» What is expected:
Lines before the one containing "[pin] forearm -- one per line" are excluded; reproduce that line and all lines after it in the entries below, exactly.

» Given records:
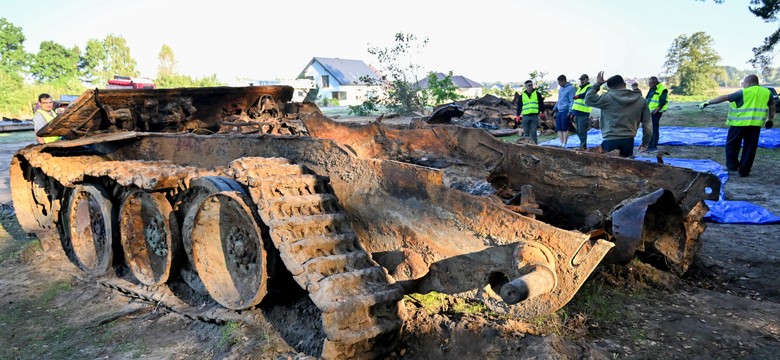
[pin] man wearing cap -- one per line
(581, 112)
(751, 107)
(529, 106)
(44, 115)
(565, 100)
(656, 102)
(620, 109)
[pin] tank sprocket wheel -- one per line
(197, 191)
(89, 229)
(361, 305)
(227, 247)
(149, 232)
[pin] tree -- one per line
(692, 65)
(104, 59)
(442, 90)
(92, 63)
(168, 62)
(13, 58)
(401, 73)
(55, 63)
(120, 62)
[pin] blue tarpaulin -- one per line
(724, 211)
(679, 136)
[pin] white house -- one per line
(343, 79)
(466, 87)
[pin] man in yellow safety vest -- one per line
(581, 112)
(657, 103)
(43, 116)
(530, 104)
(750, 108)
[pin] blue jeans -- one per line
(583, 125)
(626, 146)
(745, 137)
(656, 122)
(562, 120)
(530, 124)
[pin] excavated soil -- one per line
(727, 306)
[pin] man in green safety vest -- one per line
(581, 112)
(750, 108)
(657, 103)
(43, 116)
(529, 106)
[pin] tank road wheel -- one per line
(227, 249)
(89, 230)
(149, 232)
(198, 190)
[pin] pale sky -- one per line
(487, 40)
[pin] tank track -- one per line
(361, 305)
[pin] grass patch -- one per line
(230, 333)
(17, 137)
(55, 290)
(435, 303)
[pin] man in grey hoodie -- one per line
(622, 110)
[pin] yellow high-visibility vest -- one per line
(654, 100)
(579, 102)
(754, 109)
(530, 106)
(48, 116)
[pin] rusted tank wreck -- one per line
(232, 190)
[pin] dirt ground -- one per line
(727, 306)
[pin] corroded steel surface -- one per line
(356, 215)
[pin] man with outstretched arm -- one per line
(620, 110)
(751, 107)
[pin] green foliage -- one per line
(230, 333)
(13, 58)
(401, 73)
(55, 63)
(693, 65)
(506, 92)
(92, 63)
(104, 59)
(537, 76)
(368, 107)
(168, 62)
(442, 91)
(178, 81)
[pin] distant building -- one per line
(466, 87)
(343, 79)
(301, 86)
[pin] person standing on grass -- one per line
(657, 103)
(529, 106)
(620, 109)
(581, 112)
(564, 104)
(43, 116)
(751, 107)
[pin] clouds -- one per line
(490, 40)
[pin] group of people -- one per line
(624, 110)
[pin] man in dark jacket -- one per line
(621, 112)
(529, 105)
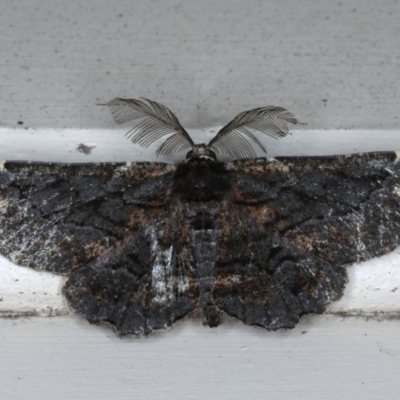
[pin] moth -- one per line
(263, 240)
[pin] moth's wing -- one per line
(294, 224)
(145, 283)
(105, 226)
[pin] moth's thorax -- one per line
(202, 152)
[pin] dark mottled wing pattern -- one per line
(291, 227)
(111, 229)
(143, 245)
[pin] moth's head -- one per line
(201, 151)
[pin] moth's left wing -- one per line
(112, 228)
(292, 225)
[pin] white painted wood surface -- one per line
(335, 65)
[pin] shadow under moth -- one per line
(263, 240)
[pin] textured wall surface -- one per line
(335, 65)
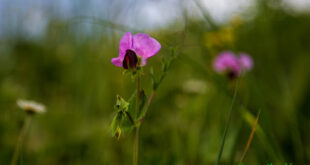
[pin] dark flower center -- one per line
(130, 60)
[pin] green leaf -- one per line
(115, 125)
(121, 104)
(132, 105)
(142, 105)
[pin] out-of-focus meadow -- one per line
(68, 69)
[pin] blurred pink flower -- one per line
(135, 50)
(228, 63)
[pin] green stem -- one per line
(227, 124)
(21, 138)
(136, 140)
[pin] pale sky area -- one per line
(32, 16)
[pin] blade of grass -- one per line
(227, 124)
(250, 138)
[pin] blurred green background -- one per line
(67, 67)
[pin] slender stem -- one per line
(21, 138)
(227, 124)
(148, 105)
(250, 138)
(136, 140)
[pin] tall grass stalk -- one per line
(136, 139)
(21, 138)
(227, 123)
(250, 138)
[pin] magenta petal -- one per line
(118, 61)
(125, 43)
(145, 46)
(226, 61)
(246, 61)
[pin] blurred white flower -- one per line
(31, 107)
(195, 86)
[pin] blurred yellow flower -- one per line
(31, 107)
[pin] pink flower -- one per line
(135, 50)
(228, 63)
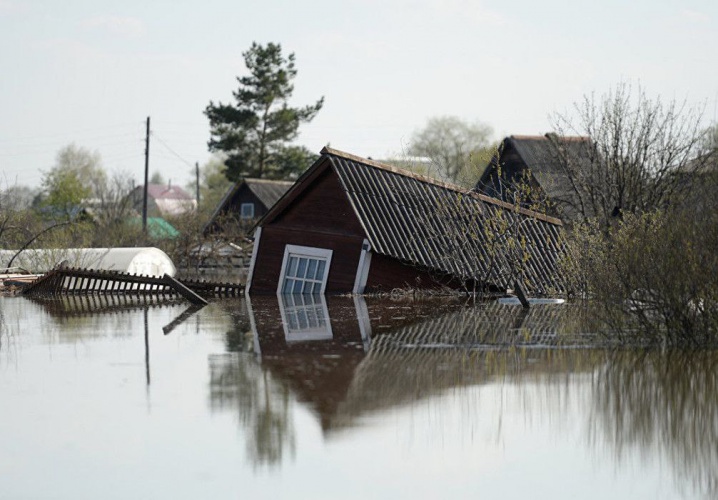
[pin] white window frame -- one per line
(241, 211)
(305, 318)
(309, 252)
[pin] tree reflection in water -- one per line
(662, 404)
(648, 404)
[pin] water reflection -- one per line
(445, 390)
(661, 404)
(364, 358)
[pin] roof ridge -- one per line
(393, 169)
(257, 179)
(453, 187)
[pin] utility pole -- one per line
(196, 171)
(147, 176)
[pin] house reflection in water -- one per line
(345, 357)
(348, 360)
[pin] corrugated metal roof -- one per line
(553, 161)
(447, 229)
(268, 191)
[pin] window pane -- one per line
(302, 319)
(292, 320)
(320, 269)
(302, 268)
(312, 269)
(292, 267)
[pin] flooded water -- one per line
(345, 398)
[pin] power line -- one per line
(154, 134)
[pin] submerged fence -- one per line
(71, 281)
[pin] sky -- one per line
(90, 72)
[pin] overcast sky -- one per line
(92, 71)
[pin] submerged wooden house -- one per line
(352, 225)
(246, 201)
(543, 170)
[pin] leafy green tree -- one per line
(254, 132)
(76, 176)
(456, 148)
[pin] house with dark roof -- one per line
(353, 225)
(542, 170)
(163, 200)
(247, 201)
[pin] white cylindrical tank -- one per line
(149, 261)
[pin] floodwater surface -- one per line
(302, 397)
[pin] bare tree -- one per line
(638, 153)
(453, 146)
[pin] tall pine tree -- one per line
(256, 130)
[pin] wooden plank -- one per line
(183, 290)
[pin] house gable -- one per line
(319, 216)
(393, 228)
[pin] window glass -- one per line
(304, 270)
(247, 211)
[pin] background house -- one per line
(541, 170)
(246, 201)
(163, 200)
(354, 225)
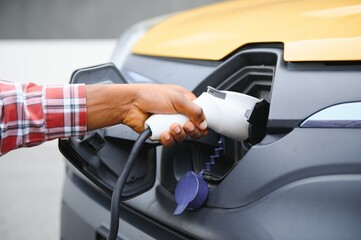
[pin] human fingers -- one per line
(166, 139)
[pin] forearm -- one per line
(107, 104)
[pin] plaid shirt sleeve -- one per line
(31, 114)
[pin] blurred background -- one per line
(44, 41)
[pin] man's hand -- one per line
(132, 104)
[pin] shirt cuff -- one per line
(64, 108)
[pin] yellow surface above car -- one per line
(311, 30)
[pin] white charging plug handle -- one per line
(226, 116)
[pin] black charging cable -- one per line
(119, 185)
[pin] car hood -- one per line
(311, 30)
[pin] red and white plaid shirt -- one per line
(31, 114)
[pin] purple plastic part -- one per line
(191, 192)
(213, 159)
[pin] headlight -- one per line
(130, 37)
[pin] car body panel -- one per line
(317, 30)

» Complete answer:
[pin] forearm -- one per line
(107, 104)
[pin] plaid shirt sleeve -- one per line
(31, 114)
[pin] blurred background -- one per line
(44, 41)
[pin] man's hand -- one per line
(132, 104)
[pin] shirt cuff -- one per line
(64, 108)
[pin] yellow surface above car -- one per line
(311, 30)
[pin] white charging plug handle -- one per line
(226, 116)
[pin] black charging cable -- one per line
(119, 185)
[pin] car hood -- one per line
(311, 30)
[pin] red and white plaid shirt -- one per line
(31, 114)
[pin] purple plastic part -- one per line
(191, 192)
(213, 159)
[pin] headlight -- one per line
(130, 37)
[pin] car body panel -- one per line
(317, 30)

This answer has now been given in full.